* DIRECTIVE:
Continue the weekly automotive industry round-up after its last sentence, keeping its company-by-company format.

* TEXT TO READ:
* BEGIN *
Automotive research, Automotive strategy, Automotive trends, Auto industry trends, Automotive market research, Auto industry news
What happened in the automotive industry last week? Please enjoy the round-up for the week commencing 7th August 2017. Stories are arranged by company and topic, there are duplicates in case are only interested in some sections. A PDF version can be found here. If you’re happy with just the text version then please read on… Favourite story this week…? It must be Mazda’s 2030 vision. The company is being boldly transparent with the fact that it isn’t planning for electrification to be anything more than a sideshow in the near term and instead its working hard on continuous updates to its internal combustion engine range. In addition to the obvious cost argument, Mazda clearly believes it can hold its own in environmental terms as well. Nevertheless, its somewhat swimming against the tide, at least in part based on market forecasts that appear worrying out of date (unless someone forgot to update the chart footnotes?). Fast forward a few years and Mazda will either be receiving praise for their capital discipline or will have become a cautionary tale for closed-minded thinking. I’ve got a lot of time for the Mazda team so whilst I don’t really agree with their market outlook, I’m hoping that they make it somehow. Find our archive here. SIGN UP FOR THE WEEKLY UPDATED TO BE EMAILED TO YOU HERE  

Company-by-company rundown

  BMW
  • Offered UK drivers a £2,000 trade-in bonus on older diesel vehicles, similar to the one in Germany and surely not simply an increase in variable marketing spending. Other countries will get the incentives too. (Autocar)
Daimler
  • Said that the Mercedes-Benz truck division has begun using 3D printed parts for rarely-used spare parts made out of plastic. (The Manufacturer)
Ford
  • Is reportedly under investigation by German regulators over possible diesel emission testing irregularities in Mondeo 2.0 litre models. Although the engine is used by other Ford nameplates and PSA, enquiries appear limited to the Mondeo at present. (Manager Magazin)
General Motors
  • Cruise unveiled a ride-hailing service called Cruise Anywhere which its employees have been using to summon self-driving vehicles around San Francisco. Cruise said that the ultimate aim was to open the service to the public after extensive testing. (TechCrunch)
  • May have to give $1 billion of stock to “Old GM”, the trust that owns the remnants of the pre-Chapter 11 bankruptcy firm if Old GM accepts responsibility for a historic safety concern. Doing so would push total safety liabilities above a threshold agreed in 2009 that requires GM to contribute the additional $1 billion. (Detroit News)
  • Was forced to deny that it is seriously considering closing its operations in South Korea. (Chosun Ibo)
Hyundai / Kia
  • Media updates on Hyundai’s project to showcase self-driving vehicles at the 2018 Winter Olympics said that high definition maps, accurate to 10cm, were at the centre of the company’s autonomous strategy — especially due to the snow expected at the Winter Olympics site. (ET News)
* END *
(Data lines)
* BEGIN *
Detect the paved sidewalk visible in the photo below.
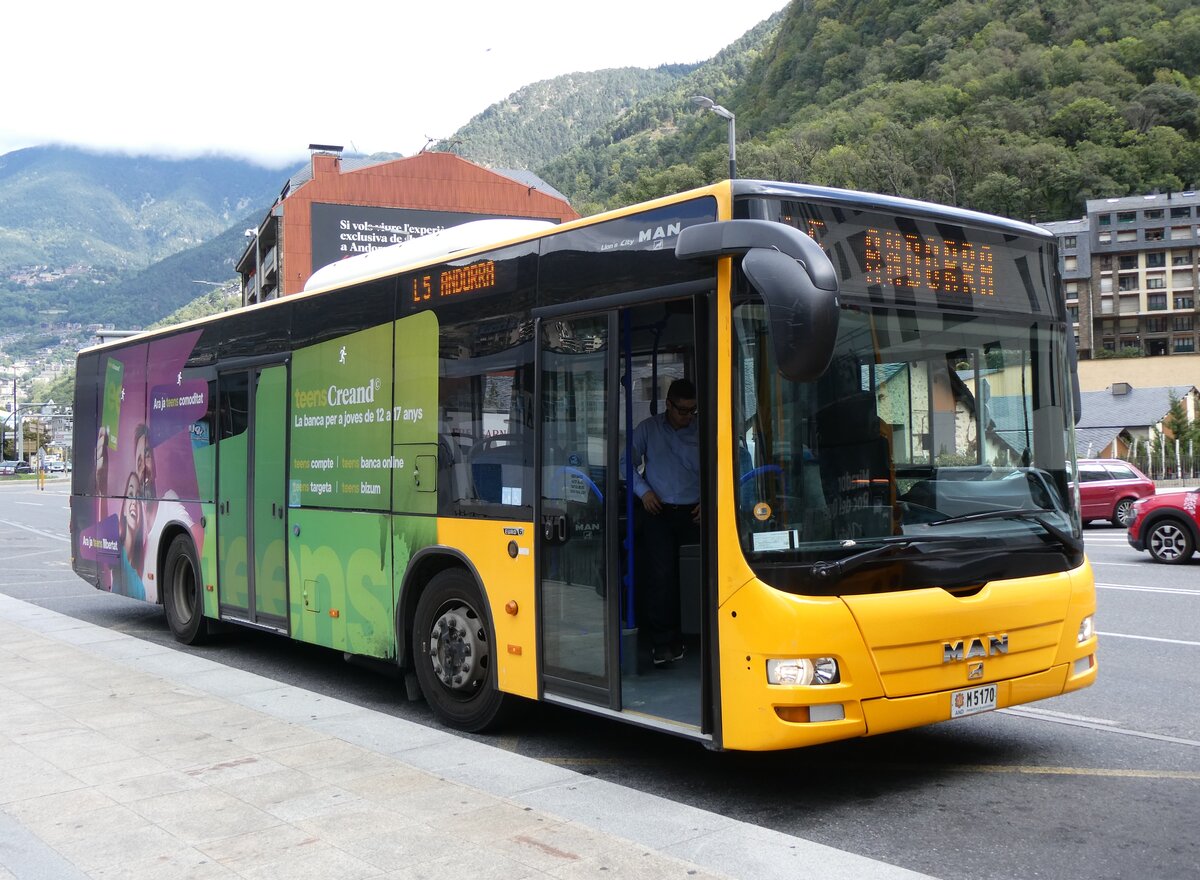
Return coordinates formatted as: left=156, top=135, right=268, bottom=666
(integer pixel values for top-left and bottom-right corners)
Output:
left=0, top=595, right=922, bottom=880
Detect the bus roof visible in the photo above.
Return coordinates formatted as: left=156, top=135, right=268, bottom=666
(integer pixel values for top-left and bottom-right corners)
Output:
left=733, top=180, right=1054, bottom=239
left=304, top=218, right=557, bottom=293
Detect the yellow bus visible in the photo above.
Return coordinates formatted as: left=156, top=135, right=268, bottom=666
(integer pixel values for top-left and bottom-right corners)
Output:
left=72, top=180, right=1097, bottom=749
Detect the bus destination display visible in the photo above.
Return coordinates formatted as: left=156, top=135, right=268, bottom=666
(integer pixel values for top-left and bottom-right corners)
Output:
left=779, top=202, right=1056, bottom=315
left=401, top=259, right=496, bottom=306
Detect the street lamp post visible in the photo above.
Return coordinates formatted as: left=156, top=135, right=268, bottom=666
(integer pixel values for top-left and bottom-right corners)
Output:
left=691, top=95, right=738, bottom=180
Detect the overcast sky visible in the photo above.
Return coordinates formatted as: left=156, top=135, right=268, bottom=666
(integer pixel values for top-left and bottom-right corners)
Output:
left=0, top=0, right=786, bottom=166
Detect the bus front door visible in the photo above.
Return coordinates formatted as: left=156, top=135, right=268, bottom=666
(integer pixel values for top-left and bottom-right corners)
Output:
left=538, top=315, right=619, bottom=708
left=217, top=365, right=288, bottom=633
left=536, top=300, right=704, bottom=736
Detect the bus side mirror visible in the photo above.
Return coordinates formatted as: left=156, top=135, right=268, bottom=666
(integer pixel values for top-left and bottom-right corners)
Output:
left=1067, top=324, right=1084, bottom=425
left=676, top=220, right=839, bottom=382
left=742, top=247, right=839, bottom=382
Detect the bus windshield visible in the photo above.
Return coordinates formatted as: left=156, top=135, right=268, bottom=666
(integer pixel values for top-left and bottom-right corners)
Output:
left=733, top=299, right=1080, bottom=592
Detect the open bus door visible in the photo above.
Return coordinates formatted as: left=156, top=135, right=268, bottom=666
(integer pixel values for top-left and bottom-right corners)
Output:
left=217, top=364, right=288, bottom=633
left=536, top=300, right=709, bottom=736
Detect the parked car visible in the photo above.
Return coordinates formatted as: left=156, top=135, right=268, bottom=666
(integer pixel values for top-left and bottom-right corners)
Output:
left=1079, top=459, right=1154, bottom=528
left=1128, top=489, right=1200, bottom=565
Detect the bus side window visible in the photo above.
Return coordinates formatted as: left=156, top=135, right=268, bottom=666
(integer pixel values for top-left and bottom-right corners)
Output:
left=438, top=316, right=535, bottom=517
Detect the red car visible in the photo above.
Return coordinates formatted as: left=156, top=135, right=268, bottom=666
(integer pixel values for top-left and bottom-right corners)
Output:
left=1079, top=459, right=1154, bottom=528
left=1129, top=489, right=1200, bottom=565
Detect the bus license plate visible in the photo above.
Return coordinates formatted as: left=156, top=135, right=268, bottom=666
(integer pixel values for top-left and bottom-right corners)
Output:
left=950, top=684, right=996, bottom=718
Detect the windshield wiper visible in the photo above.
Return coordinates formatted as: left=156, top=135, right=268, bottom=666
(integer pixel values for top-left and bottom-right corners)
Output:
left=810, top=535, right=976, bottom=581
left=925, top=508, right=1084, bottom=553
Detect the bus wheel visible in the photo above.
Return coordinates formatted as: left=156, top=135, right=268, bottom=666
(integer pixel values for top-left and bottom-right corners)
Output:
left=413, top=568, right=512, bottom=732
left=162, top=534, right=209, bottom=645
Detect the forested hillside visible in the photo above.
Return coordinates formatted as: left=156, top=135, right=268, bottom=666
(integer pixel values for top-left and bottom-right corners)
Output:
left=541, top=0, right=1200, bottom=220
left=443, top=65, right=696, bottom=168
left=0, top=146, right=288, bottom=271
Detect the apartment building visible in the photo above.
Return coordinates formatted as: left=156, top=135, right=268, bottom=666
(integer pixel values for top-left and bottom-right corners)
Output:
left=1040, top=191, right=1200, bottom=358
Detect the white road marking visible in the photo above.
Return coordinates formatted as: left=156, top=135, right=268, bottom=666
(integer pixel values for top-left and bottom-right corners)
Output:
left=0, top=520, right=71, bottom=544
left=1096, top=583, right=1200, bottom=595
left=1097, top=633, right=1200, bottom=648
left=996, top=708, right=1200, bottom=748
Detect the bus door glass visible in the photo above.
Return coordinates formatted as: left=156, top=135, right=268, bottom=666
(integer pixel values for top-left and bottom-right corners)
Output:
left=217, top=365, right=287, bottom=631
left=538, top=316, right=612, bottom=706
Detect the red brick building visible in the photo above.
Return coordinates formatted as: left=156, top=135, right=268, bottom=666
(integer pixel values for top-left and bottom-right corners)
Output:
left=238, top=146, right=578, bottom=305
* END *
* ANSWER TO THE TASK:
Mazda
  • Mazda announced their vision to 2030 branded “Zoom-Zoom 2030”. The plan is light on electrification (although it promises limited application from 2019 onwards) and focuses on using improved ICE technology and weight reduction to reduce environmental impact. Mazda believe that electric and fuel cell vehicles will be about 15% of global demand by 2035 — although they appear to be informed by quite old (2012) data. (Mazda)
  • Mazda’s plan for autonomy is to introduce an “autonomous” system called Mazda Co-Pilot as standard by 2025 although it isn’t quite clear what capabilities the system will have. It also appears that Mazda aim to create a sort of peer-to-peer sharing scheme using autonomous vehicles. (Mazda)
  • Announced the SKYACTIV-X gasoline engine, underpinned by HCCI (sometimes uses compression ignition rather than spark ignition) technology and a supercharger. Mazda claim a 20 – 30 % improvement in fuel efficiency over the outgoing engine and economy equal to or better than a diesel engine. (Mazda — via Scribd)
    • Implication: Although carmakers have worked on HCCI for many years (for example, this 2008 Vauxhall test vehicle), the technology is tricky to master since the combustion mode keeps changing between compression and spark ignition and unless specifically called for, uncontrolled compression ignition can damage the engine. HCCI, along with lab work on combined 2 stroke / 4 stroke combustion (an even harder challenge) probably represents the two best chances to improve ICE emissions considerably with relatively cheap sensors and software rather than more sophisticated hardware (although we should note that Mazda has used a not-so-cheap supercharger on this engine).
Nissan (includes Mitsubishi)
  • Selling its battery business to GSR Capital. In order to complete the transaction, Nissan will first buy out NEC’s share of the JV and then sell the complete business. The deal includes three manufacturing sites. (Nissan)
  • Said that 60% of customers were taking the opportunity to add personalisation options to their new Nissan Micras, spending an average of €400 each in order to do so. Nissan said the ability to personalise the vehicle was the number one reason for purchase given by customers. (Nissan)
PSA (includes Opel/Vauxhall)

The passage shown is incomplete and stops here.